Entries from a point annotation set
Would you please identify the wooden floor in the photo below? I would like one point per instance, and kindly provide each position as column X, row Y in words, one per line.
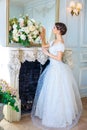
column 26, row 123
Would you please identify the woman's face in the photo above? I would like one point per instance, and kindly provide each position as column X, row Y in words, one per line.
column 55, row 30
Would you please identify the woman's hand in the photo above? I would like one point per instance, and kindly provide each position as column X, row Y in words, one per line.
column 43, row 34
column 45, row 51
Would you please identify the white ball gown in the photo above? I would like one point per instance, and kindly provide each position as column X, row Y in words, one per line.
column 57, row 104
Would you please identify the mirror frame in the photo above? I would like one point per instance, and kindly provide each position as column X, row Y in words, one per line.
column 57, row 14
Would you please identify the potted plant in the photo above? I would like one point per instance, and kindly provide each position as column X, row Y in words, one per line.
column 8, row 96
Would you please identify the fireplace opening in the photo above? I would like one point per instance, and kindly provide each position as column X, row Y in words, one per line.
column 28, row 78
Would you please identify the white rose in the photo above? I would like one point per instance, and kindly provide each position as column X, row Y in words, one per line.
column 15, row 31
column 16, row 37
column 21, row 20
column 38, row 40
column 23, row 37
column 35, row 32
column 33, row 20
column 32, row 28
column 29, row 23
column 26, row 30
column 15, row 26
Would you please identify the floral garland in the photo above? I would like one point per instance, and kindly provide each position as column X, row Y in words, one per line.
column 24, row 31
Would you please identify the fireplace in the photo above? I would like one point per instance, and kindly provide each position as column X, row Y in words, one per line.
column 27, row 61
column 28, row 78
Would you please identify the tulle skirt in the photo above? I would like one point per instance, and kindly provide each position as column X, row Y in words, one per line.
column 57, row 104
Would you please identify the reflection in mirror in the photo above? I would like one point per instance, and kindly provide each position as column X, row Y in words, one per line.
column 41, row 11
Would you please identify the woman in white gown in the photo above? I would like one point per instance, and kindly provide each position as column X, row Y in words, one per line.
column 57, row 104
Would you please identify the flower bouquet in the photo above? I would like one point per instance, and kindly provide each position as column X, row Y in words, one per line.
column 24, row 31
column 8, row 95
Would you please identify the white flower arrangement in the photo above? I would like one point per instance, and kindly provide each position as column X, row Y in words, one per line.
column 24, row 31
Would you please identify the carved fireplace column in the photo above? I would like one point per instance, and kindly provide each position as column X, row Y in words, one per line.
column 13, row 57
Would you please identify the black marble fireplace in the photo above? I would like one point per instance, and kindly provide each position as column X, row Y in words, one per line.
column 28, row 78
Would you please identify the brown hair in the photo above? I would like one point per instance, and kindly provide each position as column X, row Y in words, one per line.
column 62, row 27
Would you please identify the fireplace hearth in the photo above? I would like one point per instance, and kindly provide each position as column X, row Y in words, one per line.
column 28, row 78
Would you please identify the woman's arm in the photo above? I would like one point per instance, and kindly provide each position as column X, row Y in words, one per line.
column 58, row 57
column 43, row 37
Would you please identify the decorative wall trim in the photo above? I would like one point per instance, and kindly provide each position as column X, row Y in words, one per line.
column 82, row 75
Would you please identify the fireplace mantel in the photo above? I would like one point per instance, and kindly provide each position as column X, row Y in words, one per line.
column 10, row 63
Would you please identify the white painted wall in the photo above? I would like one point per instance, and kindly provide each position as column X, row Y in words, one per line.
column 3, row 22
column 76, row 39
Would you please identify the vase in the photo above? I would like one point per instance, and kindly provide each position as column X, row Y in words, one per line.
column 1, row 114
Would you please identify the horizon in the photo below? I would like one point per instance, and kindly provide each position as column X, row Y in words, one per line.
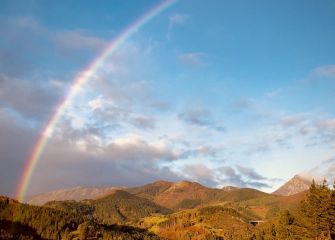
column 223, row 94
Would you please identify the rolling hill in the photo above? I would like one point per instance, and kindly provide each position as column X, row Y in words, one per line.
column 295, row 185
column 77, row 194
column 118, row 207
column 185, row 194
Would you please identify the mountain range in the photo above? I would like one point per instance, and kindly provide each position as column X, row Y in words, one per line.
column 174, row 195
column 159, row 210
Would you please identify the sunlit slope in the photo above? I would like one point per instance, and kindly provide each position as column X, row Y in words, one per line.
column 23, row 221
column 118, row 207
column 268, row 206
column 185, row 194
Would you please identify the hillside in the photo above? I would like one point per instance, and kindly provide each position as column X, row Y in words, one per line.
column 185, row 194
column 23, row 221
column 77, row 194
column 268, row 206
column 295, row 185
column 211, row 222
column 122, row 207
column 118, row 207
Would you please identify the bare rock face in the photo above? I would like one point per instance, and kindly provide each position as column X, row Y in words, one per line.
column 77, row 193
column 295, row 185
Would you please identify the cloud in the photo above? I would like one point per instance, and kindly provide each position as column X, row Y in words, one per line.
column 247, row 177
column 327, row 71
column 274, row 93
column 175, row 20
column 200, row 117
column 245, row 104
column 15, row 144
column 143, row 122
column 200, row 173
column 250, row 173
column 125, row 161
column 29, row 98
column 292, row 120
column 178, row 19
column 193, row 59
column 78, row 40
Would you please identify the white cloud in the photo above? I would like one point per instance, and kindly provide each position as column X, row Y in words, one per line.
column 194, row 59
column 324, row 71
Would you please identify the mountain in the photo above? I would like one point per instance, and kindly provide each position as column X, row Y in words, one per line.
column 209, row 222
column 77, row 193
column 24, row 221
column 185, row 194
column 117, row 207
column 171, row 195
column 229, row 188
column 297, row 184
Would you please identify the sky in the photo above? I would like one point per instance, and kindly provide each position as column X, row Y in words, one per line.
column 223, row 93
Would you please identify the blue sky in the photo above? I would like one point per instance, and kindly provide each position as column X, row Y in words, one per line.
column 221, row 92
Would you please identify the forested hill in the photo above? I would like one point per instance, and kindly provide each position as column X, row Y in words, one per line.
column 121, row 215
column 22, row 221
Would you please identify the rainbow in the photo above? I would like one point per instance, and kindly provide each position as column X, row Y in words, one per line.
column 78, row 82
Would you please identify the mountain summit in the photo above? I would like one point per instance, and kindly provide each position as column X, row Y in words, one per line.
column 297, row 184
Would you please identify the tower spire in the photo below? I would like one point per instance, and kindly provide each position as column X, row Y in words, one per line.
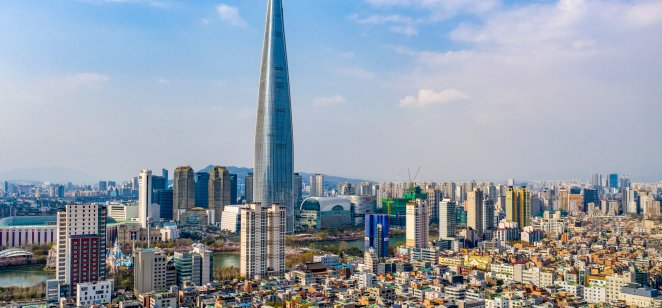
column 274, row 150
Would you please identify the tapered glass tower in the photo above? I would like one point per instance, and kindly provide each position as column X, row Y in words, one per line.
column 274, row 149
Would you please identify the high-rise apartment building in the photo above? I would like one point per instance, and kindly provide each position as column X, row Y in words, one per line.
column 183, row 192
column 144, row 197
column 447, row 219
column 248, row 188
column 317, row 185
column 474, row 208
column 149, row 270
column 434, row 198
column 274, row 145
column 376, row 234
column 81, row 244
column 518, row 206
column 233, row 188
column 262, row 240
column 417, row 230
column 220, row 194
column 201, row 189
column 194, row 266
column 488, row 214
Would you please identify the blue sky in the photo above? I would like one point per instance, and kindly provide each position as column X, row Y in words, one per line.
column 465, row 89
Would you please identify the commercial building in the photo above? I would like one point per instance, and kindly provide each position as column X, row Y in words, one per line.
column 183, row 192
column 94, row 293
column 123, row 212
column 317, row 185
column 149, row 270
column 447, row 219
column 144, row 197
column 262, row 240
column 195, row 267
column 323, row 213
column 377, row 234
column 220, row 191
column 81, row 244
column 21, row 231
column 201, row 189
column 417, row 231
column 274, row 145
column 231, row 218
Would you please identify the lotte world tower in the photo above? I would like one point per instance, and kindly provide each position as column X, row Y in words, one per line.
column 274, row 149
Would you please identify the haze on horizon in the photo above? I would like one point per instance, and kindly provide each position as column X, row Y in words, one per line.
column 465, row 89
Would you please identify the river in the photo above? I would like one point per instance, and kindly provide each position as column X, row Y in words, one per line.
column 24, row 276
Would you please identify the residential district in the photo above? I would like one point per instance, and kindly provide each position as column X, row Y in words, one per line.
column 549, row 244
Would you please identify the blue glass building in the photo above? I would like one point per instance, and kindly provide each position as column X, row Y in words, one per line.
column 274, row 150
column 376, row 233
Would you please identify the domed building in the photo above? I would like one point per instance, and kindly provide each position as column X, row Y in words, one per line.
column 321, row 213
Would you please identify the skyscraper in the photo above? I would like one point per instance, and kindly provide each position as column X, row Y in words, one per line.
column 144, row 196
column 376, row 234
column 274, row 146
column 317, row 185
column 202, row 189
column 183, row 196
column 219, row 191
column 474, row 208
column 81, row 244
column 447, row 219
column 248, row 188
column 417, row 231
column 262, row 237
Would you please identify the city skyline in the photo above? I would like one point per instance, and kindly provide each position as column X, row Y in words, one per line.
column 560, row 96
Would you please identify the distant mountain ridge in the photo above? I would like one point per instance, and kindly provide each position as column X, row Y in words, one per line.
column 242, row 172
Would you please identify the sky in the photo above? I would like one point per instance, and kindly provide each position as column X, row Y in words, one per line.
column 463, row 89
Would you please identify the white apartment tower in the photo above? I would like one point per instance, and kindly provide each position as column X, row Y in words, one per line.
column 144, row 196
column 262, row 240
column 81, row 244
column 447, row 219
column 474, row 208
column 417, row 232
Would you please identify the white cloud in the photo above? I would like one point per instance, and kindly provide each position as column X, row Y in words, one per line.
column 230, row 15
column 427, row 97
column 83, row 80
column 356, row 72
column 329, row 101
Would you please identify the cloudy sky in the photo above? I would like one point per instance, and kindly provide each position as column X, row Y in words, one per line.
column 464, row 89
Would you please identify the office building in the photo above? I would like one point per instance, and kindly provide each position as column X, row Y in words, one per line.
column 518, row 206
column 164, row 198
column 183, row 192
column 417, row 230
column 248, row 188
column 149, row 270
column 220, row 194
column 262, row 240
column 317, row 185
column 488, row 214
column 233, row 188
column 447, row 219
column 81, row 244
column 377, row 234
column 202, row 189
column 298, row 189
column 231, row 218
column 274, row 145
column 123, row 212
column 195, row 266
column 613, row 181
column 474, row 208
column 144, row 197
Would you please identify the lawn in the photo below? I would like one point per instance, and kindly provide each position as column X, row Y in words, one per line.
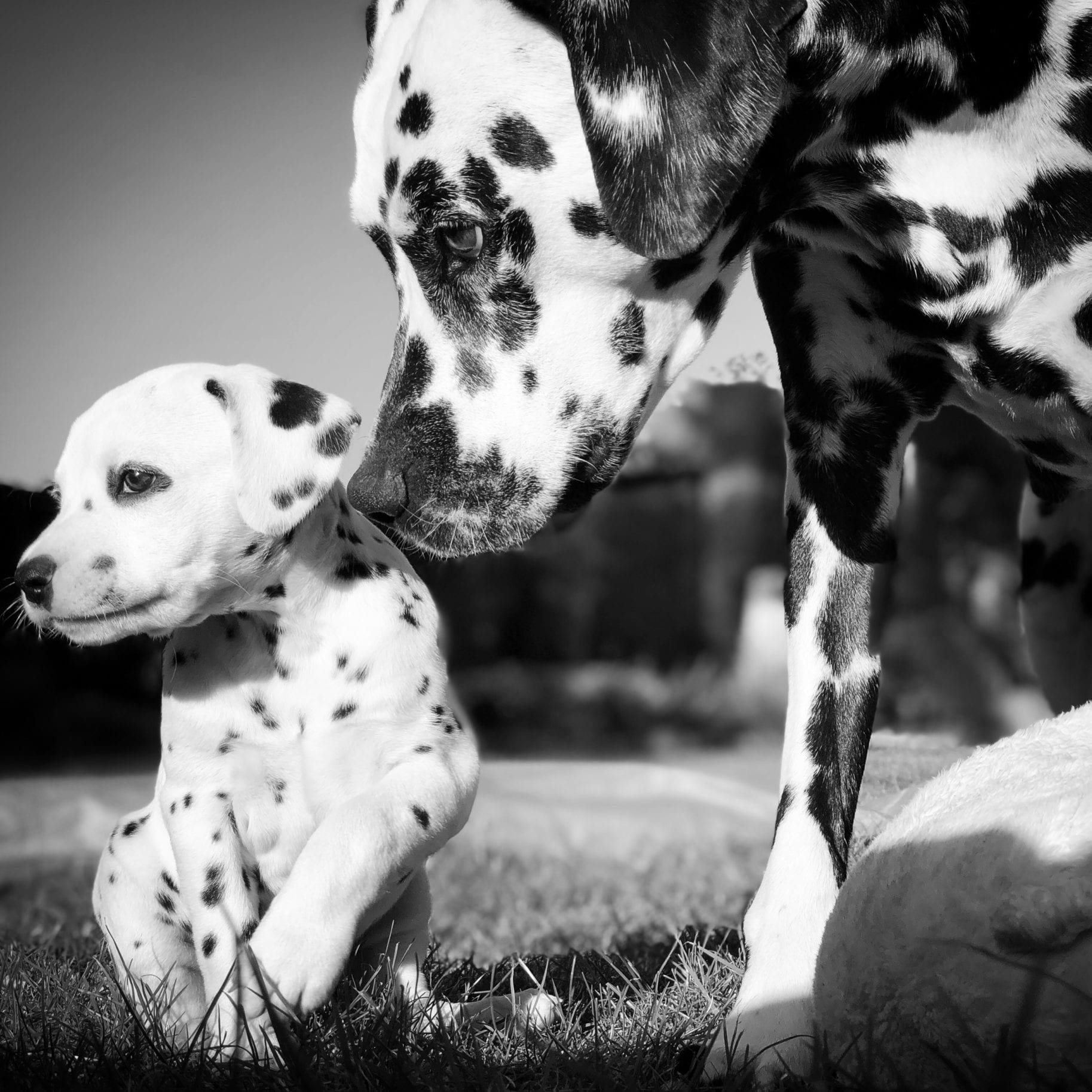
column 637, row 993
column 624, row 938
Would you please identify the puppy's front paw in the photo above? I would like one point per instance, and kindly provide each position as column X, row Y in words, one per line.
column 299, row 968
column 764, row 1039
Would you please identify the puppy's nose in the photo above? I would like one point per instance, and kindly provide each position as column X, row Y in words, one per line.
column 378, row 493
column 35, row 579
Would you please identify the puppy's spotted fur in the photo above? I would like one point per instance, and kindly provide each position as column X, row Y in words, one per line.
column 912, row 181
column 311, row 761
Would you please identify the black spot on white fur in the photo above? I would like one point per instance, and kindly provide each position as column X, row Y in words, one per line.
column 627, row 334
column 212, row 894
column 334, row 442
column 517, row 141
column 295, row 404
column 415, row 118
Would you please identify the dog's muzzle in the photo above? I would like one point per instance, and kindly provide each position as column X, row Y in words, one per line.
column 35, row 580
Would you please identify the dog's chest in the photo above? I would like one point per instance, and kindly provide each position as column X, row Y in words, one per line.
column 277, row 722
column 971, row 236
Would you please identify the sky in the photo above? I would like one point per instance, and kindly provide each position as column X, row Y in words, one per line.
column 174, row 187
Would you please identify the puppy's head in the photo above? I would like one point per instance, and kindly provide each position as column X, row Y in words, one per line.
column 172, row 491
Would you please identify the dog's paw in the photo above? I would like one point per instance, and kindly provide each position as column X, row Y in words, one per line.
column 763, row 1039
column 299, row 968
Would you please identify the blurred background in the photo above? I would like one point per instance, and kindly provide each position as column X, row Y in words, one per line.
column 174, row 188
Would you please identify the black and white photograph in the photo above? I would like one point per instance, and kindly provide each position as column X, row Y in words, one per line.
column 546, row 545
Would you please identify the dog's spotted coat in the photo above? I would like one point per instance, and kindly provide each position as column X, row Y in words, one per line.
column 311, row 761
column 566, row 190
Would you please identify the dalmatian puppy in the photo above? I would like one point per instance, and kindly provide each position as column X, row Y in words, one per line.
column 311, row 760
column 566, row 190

## [Work instructions]
Return exactly the lines from the one containing "Would you please identify the dog's spotted" through the last line of the records above, both included, and nothing else.

## [Result of this exercise]
Would you please identify the dog's spotted coat in the photo above? I would like one point per instance, and kindly provide each position as column X, row Y in words, one per line.
column 311, row 761
column 566, row 190
Would you please identify the dalmatian puppy in the photo above? I would like one point per instance, and kindly provide each position as column X, row Y in words, one per line.
column 311, row 760
column 566, row 190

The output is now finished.